**DIRECTIVE**. Convert the stretch of the listing below, from the line containing "Q: Pick out each instance of the tulle" through the end of the listing, into a Markdown table with the columns Row and Line. Number each line and leave out any blank lines.

**SUPPLIED MATERIAL**.
━━━━━━━━━━

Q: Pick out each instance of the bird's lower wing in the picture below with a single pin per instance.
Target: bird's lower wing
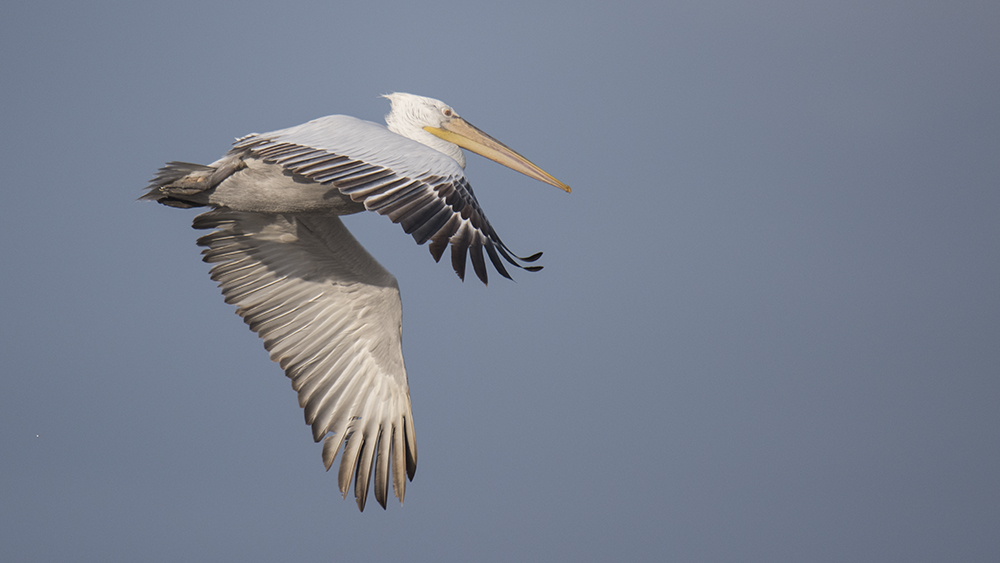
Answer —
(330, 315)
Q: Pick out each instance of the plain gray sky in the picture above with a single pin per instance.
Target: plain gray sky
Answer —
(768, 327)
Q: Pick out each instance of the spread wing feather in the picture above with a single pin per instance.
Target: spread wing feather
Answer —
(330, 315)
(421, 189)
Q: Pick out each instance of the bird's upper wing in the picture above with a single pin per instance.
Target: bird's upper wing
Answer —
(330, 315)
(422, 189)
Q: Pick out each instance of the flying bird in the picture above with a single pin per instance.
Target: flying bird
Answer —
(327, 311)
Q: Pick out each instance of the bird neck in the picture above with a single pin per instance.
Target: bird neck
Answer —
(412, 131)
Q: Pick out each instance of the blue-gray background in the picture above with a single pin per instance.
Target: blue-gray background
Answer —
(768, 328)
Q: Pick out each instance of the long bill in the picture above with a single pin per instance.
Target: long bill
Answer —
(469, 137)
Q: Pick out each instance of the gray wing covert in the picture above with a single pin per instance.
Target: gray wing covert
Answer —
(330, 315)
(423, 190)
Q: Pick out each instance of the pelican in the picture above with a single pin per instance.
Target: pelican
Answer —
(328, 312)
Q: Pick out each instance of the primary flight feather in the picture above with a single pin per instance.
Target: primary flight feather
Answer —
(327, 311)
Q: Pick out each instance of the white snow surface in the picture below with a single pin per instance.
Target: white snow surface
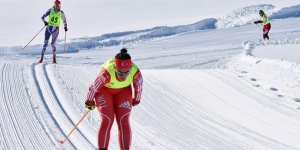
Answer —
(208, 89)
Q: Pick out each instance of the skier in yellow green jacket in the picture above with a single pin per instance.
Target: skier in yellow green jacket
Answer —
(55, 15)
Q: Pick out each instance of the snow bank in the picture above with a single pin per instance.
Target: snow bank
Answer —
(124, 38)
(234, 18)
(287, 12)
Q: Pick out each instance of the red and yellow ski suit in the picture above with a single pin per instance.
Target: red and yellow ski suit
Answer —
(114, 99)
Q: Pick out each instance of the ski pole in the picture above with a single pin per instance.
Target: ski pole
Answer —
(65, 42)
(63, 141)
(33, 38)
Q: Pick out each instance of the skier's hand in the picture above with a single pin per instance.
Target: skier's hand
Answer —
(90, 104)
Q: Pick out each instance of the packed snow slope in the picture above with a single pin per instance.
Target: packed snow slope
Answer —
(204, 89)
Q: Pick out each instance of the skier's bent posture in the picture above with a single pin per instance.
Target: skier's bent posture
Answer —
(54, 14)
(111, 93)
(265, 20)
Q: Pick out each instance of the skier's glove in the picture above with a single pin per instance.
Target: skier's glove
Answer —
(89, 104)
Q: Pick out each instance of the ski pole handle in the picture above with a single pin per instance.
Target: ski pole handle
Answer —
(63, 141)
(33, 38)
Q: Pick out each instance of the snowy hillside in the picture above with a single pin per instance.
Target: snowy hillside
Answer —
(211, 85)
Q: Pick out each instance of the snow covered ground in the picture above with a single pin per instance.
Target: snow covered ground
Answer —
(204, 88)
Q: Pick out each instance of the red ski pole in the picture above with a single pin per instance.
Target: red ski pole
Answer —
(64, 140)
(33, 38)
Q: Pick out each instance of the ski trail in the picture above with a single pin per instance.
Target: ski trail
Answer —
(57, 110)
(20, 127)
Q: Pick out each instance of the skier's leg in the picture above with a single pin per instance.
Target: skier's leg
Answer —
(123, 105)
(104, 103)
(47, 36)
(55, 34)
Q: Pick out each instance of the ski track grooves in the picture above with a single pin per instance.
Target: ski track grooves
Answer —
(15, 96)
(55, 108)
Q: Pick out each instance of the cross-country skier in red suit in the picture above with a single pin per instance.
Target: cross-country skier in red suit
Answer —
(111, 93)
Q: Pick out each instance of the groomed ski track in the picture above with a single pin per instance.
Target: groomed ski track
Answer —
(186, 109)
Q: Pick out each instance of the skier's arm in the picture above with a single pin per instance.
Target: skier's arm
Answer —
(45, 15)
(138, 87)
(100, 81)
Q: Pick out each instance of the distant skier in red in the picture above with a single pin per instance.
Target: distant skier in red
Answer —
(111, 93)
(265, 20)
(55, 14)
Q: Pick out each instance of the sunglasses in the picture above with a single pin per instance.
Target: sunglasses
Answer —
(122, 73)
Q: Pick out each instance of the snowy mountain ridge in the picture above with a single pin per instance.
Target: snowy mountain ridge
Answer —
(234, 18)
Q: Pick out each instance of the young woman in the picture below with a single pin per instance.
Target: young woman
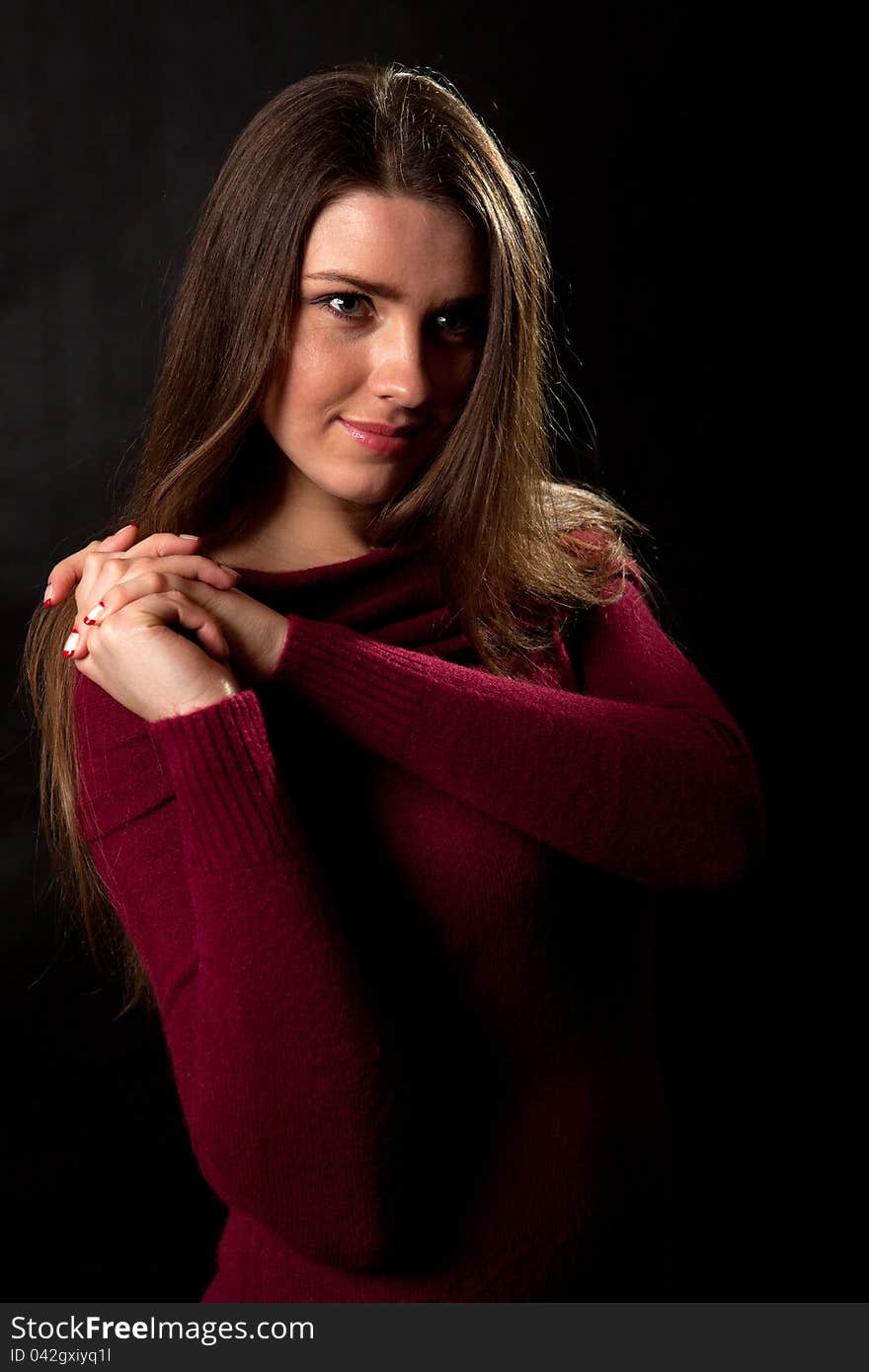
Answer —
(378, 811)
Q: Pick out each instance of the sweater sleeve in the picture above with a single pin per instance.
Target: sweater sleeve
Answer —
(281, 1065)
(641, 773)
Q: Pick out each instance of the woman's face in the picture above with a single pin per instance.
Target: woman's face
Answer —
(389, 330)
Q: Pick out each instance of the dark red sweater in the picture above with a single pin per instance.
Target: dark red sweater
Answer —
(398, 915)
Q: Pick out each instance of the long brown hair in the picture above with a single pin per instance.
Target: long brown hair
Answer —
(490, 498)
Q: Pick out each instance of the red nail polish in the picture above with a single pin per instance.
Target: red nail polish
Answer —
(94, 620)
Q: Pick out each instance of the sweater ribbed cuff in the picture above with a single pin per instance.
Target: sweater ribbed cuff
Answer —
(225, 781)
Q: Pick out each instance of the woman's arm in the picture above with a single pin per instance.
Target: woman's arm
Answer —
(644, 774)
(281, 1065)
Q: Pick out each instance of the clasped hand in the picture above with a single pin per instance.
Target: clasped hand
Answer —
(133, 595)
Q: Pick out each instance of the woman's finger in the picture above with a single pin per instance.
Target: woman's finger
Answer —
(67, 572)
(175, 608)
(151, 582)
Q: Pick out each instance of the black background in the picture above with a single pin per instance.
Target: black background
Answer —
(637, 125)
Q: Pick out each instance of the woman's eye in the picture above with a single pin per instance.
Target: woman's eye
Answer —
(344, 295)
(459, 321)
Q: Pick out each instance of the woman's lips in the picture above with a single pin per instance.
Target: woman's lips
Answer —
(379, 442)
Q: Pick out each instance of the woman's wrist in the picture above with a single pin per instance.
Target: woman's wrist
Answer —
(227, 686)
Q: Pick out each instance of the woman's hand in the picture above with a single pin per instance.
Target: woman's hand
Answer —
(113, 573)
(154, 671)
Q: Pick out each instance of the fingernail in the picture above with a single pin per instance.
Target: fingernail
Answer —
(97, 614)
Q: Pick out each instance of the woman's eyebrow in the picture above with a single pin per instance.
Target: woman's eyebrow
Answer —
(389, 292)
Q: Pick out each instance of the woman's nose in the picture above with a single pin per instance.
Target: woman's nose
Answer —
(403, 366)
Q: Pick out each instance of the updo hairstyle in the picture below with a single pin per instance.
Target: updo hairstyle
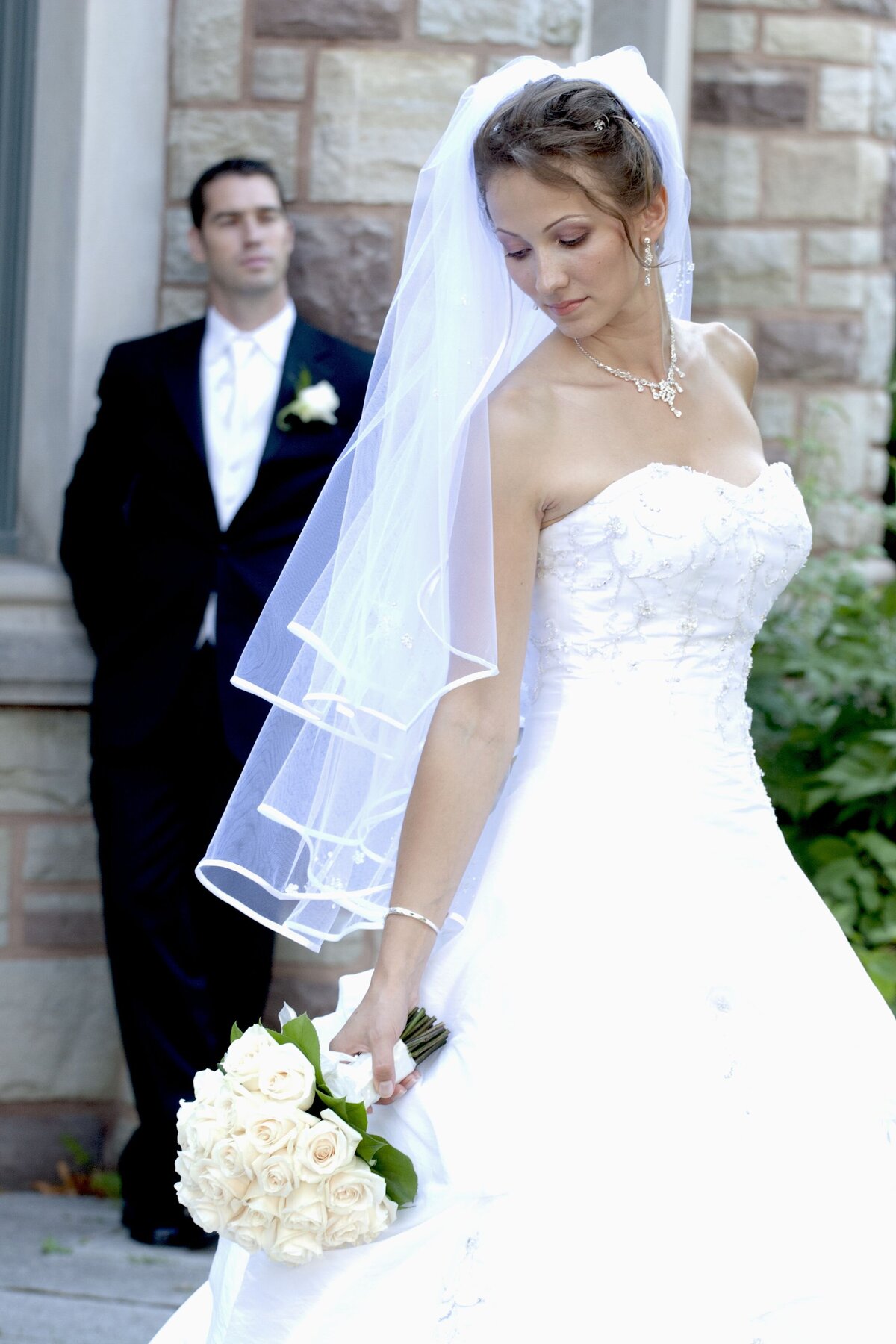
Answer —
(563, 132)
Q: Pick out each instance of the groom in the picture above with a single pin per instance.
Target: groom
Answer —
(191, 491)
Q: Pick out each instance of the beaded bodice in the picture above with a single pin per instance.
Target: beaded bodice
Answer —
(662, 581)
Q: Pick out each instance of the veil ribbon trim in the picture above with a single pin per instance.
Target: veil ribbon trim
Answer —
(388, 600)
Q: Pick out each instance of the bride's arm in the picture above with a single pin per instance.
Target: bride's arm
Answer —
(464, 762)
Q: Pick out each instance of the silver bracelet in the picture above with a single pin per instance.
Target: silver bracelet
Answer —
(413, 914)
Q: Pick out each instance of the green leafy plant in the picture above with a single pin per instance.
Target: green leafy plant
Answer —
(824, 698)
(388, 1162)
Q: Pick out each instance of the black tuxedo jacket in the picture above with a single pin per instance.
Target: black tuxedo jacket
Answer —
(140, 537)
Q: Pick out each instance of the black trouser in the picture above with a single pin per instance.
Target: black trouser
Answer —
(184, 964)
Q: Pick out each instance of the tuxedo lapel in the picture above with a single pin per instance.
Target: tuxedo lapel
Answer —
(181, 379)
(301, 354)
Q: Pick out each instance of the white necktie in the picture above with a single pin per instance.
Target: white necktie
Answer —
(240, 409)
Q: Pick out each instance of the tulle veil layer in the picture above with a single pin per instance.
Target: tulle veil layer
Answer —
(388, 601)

━━━━━━━━━━

**ANSWER IN FULL**.
| Row | Line |
|---|---|
| 1 | Q: Pick out each instance of the tulle veil layer in the picture above with a single pin per instance. |
| 2 | Target: tulle veil layer |
| 3 | Answer — |
| 4 | (388, 601) |